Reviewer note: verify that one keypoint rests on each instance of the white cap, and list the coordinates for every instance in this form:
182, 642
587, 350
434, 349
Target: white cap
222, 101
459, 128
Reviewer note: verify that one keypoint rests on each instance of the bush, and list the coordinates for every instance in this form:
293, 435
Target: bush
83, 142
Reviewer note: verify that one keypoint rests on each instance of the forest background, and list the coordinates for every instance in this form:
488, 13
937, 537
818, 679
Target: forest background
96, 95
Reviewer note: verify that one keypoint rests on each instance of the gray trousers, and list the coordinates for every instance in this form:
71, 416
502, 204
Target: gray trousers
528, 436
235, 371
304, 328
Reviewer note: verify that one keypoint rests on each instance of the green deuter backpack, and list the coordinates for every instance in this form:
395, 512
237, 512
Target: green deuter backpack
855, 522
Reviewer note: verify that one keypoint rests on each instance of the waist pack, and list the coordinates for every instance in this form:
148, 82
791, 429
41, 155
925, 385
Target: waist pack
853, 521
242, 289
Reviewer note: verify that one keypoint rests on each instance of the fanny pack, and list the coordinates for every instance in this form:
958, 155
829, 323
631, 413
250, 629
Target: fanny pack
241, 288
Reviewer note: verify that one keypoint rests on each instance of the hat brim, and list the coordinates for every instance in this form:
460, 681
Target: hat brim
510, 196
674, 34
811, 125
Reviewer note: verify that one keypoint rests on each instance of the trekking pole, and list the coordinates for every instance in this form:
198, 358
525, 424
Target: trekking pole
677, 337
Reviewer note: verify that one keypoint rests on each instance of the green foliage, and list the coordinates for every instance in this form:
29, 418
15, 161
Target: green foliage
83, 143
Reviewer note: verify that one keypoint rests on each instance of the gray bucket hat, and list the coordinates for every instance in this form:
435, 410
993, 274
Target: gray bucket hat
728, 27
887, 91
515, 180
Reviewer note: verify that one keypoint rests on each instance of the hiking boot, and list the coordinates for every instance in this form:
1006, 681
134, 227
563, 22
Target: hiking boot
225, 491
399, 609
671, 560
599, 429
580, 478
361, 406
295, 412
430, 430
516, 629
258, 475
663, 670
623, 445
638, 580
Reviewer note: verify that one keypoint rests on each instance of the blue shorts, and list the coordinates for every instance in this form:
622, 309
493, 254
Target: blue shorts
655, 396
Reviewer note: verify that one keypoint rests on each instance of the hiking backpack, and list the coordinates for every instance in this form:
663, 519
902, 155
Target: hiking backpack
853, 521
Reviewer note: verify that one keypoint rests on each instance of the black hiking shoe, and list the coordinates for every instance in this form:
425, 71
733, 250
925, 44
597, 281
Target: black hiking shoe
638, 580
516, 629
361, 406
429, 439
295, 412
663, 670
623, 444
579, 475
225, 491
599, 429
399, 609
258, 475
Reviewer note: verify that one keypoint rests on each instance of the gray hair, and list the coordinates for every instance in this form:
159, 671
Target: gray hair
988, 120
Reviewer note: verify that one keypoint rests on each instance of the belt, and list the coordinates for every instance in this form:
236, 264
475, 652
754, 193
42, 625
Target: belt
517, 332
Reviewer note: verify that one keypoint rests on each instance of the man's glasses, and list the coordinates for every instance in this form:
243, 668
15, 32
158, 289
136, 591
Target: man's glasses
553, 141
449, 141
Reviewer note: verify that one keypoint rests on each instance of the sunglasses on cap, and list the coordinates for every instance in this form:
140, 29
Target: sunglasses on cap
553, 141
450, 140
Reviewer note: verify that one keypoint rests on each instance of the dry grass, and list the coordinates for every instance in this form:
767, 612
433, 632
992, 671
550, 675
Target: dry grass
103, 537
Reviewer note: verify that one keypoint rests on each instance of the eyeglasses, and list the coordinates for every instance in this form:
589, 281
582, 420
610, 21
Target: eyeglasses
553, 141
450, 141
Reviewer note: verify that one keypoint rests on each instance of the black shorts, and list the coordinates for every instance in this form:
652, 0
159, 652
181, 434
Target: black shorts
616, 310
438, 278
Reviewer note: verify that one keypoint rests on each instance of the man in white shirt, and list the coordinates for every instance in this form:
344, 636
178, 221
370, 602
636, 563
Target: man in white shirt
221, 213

----

• **Your goal**:
Give the full listing above again, exactly as it was presented.

• **Problem solution**:
Reviewer note: verify that one keypoint rests on each instance of the white cap, and list the coordinates for every instance in this form:
182, 642
587, 350
434, 349
Target: white cap
222, 101
459, 128
Reviewer note: verify that one keypoint rests on each instance of the bush, and list the coordinates for every instance in this form:
293, 435
Target: bush
83, 142
Reviewer note: verify that one keypoint rests on each instance of the forest background, and list the coordinates for every instance in this form:
488, 13
937, 537
818, 679
Target: forest background
96, 95
Reviewer note: verify that one keypoint rests on each instance of the gray trousers, and list the coordinates for every instance in this form:
71, 416
502, 204
Target: gray trousers
528, 436
235, 371
304, 328
Reviewer note: verify that one keypoint rests on each instance of the green deuter backpack, and list the coordinates for every instance in this form:
395, 512
237, 512
Target: green deuter backpack
855, 522
Reviewer note: verify that one keypoint rests on each instance of the waist pack, and list the coordinates for every instance in this form:
148, 82
791, 429
41, 155
925, 385
Target: waist pack
853, 521
242, 289
Reviewer note: verify that one keypoint rests on each instance of the fanny pack, and list the coordinates for every instance in this form:
958, 155
829, 323
631, 413
250, 629
Target: fanny pack
241, 288
Reviewer note: verify that one keypoint rests on each instance of the hat brim, and list the coordinates for every instance in this form:
460, 681
Target: hat brim
510, 196
674, 34
811, 125
Reviewer note: verify that one keypoint rests on each instance of the trekking pole, and list the coordinates for every instance in this form:
198, 358
525, 424
Target: trekking pole
677, 337
Reviewer note: verify that one keypoint rests on each instance of the green foliage, and list the coordinates for every instance in this form:
29, 418
15, 161
Target: green foliage
83, 143
Reviewer note: verify that one keypoint rests on each instance of the gray bucket hat, and list the coordinates for every instance in this form:
435, 410
993, 274
Target: gray bucket hat
728, 27
887, 91
515, 180
Reviewer note: verify that one keypoint rests on each instance of the hiking boot, and list the coordinates for every instance in this form:
1006, 681
134, 227
563, 22
Target: hiking boot
225, 491
399, 609
671, 560
599, 429
580, 478
361, 406
295, 412
430, 430
516, 629
258, 475
663, 670
623, 445
638, 580
Reviewer note: verify that one keypoint rests on each instance of the blue shorts, and list the coordinates for every instance in this form:
622, 309
493, 254
Target: blue shorts
655, 396
Reviewer note: verify that one keypoint rests on each instance of the hiking backpack, and list the coordinates for every instance in this form:
663, 519
902, 155
Target: hiking backpack
853, 521
Reviewer note: verify that one keypoint rests on each instance of the black hiking shoe, and list the coordinates for every instance in this form:
425, 71
733, 250
925, 44
597, 281
Target: black hiking shoe
638, 580
516, 629
361, 406
429, 439
295, 412
663, 670
623, 444
579, 475
225, 491
599, 429
399, 609
258, 475
Reviewer note: verify that one keypoint rests on each instance of the gray hair, and list the coordinates for every instance in this form:
159, 671
Target: gray hair
988, 120
Reviewer note: verify that one keypoint rests on each instance of the belt, and list the coordinates for every instance in this form:
236, 264
475, 652
754, 193
42, 625
Target: belt
517, 332
Reviewer note: verify that one keypoint rests on each instance of the man's glasses, and list the coordinates for every instance in this form:
243, 668
15, 32
158, 289
136, 591
Target: man's glasses
553, 141
449, 141
Reviewer note: verify that one keypoint rests on each instance of the sunglasses on cap, and list the coordinates for every instance in this form:
140, 29
Target: sunglasses on cap
553, 141
450, 140
Reviewer note: verify that one keypoint rests on each instance of the dry grass, and list the coordinates for every instance in this form:
767, 612
433, 632
992, 671
550, 675
Target: dry grass
103, 537
Reviewer note: verify that one keypoint rests on each instance of the eyeglasses, and list the coordinates for every instance in this form:
589, 281
582, 420
610, 21
Target: eyeglasses
553, 141
450, 141
Reviewer note: verify that one keypoint rests on each instance of the black shorts, and list the coordinates for every instance in this form:
652, 0
159, 652
181, 434
Target: black shorts
616, 310
438, 278
Reviewer note: verify that one keypoint rests on each instance of the man in white shirt, and list the coordinates for every instance in this form:
344, 636
178, 221
370, 602
636, 563
Target: man in white shirt
221, 213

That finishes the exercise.